● Request 1
Set down the rows below word for word, starting from the first line of the rows and ending with the line that contains "top-left (44, 14), bottom-right (108, 148)", with both of those lines included.

● Document segment
▶

Monday, December 31, 2007
Robert R. Bliss

The Massachusetts Department of Revenue issued draft guidelines today on tax penalties for not having health insurance in 2008.

Penalties will apply only to adults who can afford health insurance, based on separate standards established by the state Health Connector on an annual basis and subject to hardship appeals. While the 2007 penalty is the loss of the personal exemption worth $219 on an individual's state tax return, the 2008 penalties will be based on one-half the lowest cost plans available through the Connector as of January 1, 2008. Under the draft guidelines, the penalties will range from zero to $912 for an entire year without coverage.

"These proposed guidelines are a direct reflection of the responsibility given to us by the landmark Massachusetts health care reform law as the Commonwealth tries to enroll nearly all adults in health insurance plans," said Revenue Commissioner Henry Dormitzer. "With nearly 300,000 newly insured, the state is well on its way to achieving its goal."

DOR has worked to ensure that these penalty guidelines are easy to understand, streamlining the schedule to establish only a handful of penalty categories. The penalties will accrue each month an individual does not have health insurance in 2008 and will be due as part of the tax filing process for the year.

Individuals up to the age of 26 with incomes too high to qualify for subsidized health insurance will face a penalty of $672 for an entire year without coverage. People with similar incomes age 27 and over will face a potential annual penalty of $912. Subsidized insurance is available to individuals earning up to $30,636 per year. For a family of four, the threshold is $61,956.

◀

● Request 2
From the text on Massachusetts health insurance penalties, pull out the passage from "Monday, December 31, 2007" to "to $912 for an entire year without coverage." verbatim.

● Recorded information

▶

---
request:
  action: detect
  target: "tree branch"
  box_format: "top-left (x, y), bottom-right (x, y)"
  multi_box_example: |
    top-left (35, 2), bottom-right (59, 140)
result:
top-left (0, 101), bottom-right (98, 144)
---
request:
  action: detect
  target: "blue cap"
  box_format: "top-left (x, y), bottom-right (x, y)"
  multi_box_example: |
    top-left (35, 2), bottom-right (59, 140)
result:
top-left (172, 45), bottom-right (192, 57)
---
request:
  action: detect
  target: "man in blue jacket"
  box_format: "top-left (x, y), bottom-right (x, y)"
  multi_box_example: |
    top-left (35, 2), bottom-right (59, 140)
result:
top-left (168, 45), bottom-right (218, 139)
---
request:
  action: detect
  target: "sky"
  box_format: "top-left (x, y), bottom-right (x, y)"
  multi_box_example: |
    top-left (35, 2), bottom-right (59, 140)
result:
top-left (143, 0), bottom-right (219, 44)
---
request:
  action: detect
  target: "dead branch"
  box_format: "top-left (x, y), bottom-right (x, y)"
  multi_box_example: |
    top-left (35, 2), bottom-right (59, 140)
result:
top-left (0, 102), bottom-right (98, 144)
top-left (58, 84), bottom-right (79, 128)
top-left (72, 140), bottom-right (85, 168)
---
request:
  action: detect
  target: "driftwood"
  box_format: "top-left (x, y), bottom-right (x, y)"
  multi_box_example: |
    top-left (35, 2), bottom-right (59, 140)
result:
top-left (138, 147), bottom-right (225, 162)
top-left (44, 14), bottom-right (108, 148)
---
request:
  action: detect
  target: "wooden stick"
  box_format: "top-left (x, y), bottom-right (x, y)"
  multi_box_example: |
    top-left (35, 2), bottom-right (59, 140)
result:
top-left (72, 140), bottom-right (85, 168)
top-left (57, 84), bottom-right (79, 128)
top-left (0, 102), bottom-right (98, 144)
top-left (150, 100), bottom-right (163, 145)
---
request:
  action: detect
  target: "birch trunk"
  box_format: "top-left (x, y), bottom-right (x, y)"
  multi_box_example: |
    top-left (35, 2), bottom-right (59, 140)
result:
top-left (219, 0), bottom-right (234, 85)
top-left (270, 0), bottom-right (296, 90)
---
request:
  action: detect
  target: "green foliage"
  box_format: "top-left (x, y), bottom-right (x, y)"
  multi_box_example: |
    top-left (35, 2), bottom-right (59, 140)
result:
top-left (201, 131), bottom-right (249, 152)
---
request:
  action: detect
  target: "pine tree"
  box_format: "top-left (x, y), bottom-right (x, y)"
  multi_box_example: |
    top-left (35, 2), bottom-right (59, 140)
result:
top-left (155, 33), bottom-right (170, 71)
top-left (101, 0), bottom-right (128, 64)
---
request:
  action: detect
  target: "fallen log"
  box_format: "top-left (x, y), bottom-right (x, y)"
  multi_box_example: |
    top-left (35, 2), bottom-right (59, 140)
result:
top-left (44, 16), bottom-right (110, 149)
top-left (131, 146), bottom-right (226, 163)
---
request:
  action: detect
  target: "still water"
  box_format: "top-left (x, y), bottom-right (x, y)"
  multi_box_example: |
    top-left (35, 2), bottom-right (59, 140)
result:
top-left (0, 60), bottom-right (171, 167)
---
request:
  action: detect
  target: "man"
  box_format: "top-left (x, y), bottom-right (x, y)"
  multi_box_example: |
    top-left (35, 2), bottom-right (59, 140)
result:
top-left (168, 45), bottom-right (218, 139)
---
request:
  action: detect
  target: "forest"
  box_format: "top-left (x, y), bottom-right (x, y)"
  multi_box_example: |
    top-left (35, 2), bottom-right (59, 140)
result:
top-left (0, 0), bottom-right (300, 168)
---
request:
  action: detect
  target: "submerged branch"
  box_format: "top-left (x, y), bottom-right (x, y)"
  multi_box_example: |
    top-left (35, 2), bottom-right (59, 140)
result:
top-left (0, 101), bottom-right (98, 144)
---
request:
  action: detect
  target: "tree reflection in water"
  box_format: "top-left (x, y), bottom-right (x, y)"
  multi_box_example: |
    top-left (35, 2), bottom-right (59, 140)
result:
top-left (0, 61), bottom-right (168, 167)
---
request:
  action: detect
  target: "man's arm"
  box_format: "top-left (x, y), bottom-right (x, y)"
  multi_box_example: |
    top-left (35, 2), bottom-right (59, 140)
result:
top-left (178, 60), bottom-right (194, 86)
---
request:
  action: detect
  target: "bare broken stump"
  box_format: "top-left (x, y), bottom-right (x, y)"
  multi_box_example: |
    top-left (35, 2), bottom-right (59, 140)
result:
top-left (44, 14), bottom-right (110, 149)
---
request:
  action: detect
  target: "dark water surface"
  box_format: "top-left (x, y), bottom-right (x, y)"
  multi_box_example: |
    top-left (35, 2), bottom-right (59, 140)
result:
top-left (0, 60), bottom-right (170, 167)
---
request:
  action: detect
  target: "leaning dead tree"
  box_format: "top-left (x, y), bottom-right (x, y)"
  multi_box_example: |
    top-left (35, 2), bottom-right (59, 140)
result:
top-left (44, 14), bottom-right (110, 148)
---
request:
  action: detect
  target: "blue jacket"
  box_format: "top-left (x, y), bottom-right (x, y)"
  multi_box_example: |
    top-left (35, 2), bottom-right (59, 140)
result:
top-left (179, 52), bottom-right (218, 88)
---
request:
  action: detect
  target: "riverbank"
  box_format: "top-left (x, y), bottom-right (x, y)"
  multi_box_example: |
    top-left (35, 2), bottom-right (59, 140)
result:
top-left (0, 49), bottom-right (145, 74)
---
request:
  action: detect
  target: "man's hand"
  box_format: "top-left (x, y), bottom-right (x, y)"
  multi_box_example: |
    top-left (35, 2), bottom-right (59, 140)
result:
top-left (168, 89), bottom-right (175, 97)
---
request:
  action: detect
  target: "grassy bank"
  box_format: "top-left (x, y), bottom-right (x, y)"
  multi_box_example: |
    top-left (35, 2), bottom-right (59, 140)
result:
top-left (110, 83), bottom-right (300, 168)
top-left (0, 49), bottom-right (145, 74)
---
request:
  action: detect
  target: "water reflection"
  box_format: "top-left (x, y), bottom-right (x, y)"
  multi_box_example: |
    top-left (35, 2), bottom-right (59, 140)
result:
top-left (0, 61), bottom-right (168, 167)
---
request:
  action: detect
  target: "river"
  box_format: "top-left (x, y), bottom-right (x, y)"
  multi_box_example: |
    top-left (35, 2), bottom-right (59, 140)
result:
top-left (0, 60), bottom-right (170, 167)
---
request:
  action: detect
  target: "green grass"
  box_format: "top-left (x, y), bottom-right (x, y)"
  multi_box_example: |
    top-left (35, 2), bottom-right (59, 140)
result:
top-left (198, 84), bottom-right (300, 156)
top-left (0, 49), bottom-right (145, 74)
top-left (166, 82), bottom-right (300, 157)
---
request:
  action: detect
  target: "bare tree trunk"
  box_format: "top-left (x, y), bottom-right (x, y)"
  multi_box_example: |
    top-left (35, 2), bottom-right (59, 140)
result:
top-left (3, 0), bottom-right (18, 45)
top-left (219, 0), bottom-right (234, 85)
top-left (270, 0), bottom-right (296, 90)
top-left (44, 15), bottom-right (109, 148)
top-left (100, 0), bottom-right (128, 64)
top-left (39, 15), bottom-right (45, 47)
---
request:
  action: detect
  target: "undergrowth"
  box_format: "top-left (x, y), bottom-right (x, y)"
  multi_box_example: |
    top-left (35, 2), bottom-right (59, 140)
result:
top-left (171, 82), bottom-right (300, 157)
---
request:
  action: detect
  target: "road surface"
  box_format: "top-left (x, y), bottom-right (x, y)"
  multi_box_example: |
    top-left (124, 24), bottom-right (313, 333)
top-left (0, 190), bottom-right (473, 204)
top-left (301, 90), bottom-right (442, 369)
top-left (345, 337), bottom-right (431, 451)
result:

◀

● Correct result 1
---
request:
  action: detect
  target: "tree branch"
  box_format: "top-left (x, y), bottom-right (x, y)"
  multi_box_example: |
    top-left (35, 2), bottom-right (59, 140)
result:
top-left (0, 101), bottom-right (98, 144)
---
request:
  action: detect
  target: "blue cap"
  box_format: "top-left (x, y), bottom-right (x, y)"
  multi_box_example: |
    top-left (35, 2), bottom-right (59, 140)
result:
top-left (172, 45), bottom-right (192, 57)
---
request:
  action: detect
  target: "man in blue jacket"
  box_format: "top-left (x, y), bottom-right (x, y)"
  multi_box_example: |
    top-left (35, 2), bottom-right (59, 140)
result:
top-left (168, 45), bottom-right (218, 139)
---
request:
  action: detect
  target: "sky"
  box_format: "top-left (x, y), bottom-right (x, y)"
  multi_box_example: |
    top-left (35, 2), bottom-right (59, 140)
result:
top-left (143, 0), bottom-right (219, 44)
---
request:
  action: detect
  target: "dead branch"
  box_format: "top-left (x, y), bottom-right (x, y)"
  multi_box_example: |
    top-left (35, 2), bottom-right (59, 140)
result:
top-left (0, 102), bottom-right (98, 144)
top-left (58, 84), bottom-right (79, 128)
top-left (72, 140), bottom-right (85, 168)
---
request:
  action: detect
  target: "driftwood"
  box_format: "top-left (x, y), bottom-right (x, y)"
  multi_box_example: |
    top-left (35, 2), bottom-right (59, 140)
result:
top-left (138, 147), bottom-right (225, 162)
top-left (44, 14), bottom-right (108, 148)

● Correct result 2
Monday, December 31, 2007
Robert R. Bliss

The Massachusetts Department of Revenue issued draft guidelines today on tax penalties for not having health insurance in 2008.

Penalties will apply only to adults who can afford health insurance, based on separate standards established by the state Health Connector on an annual basis and subject to hardship appeals. While the 2007 penalty is the loss of the personal exemption worth $219 on an individual's state tax return, the 2008 penalties will be based on one-half the lowest cost plans available through the Connector as of January 1, 2008. Under the draft guidelines, the penalties will range from zero to $912 for an entire year without coverage.